REQUIRED WORK —
Please arrange every record below as a two-column CSV with the headers input and output, one row per record. Put the record's text under input and its answer under output, each in a single quoted field with line breaks replaced by spaces.

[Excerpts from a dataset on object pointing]
---+---
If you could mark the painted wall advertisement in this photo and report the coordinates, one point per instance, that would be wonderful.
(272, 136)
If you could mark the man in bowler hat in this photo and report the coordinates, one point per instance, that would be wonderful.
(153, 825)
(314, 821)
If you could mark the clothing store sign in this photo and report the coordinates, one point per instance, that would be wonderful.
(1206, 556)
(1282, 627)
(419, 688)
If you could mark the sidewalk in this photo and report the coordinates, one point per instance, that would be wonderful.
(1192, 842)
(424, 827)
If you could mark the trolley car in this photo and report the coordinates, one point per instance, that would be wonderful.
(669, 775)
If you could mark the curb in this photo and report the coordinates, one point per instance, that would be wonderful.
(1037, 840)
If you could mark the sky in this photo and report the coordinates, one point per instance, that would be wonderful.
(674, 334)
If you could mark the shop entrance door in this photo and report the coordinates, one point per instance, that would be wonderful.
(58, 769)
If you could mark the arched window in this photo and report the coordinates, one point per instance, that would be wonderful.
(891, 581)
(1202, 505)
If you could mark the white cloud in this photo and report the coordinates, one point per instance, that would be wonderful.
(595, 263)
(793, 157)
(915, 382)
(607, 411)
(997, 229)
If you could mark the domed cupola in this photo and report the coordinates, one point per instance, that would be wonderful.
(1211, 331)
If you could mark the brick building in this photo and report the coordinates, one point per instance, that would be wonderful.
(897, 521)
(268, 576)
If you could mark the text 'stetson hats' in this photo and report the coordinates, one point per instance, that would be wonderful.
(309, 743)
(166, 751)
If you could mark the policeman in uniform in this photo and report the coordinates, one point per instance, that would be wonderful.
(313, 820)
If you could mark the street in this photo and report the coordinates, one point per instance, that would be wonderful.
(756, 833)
---+---
EXERCISE RESPONSE —
input,output
"If you could mark the painted wall advertisement in this photo and report the coordinates, one point per instance, that would be wonderful.","(272, 136)"
"If you could mark the man in bowler hat in this photo and report the coordinates, one point per instance, that would be wonderful.","(153, 825) (314, 821)"
"If you could mark the clothing store sign in this photo and report the coordinates, one point per instance, that would be wonderful.","(1206, 556) (1282, 627) (419, 688)"
"If you could mark the sidewalk in this photo and report the coordinates, one point per instance, that would be wonderful.","(1192, 842) (424, 827)"
"If you could mark the trolley car in this photo and report the coordinates, one point per instance, that would be wonderful.","(669, 775)"
"If you could mark the curb in this photo and report the coordinates, one point per instance, that would be wonderful.","(1037, 840)"
"If you could mark the sky in this photo and report the coordinates, one point per instance, that would be wonderful.","(674, 334)"
"If you could mark the shop entrance door in this photo and report the coordinates, one point per instance, that would be wonderful.","(58, 769)"
"If you could mark the arched window in this photo and report the coordinates, one point per instance, that would be wonderful.","(891, 581) (1202, 505)"
"If you could mark the white cloud in this photo and report the coordinates, one point per instance, that would be wonderful.","(595, 263) (793, 157) (915, 382) (607, 411) (997, 229)"
"If you could mark the domed cupola in this photo and report the coordinates, one point per instance, that would be wonderful.","(1211, 331)"
"If you could mark the brick building in this photo and report the coordinates, one point per instance, that would be wonderful.","(897, 521) (268, 576)"
"If you could mark the text 'stetson hats' in this photo and report the coordinates, one point per instance, that would be wonderful.","(309, 743) (166, 751)"
"If you could mark the policeman in uniform in this photo and report the coordinates, one point per instance, that would be wonderful.","(313, 820)"
"If you could mark the street in this photo and report the coordinates, one point per instance, that would be wonderful.","(756, 833)"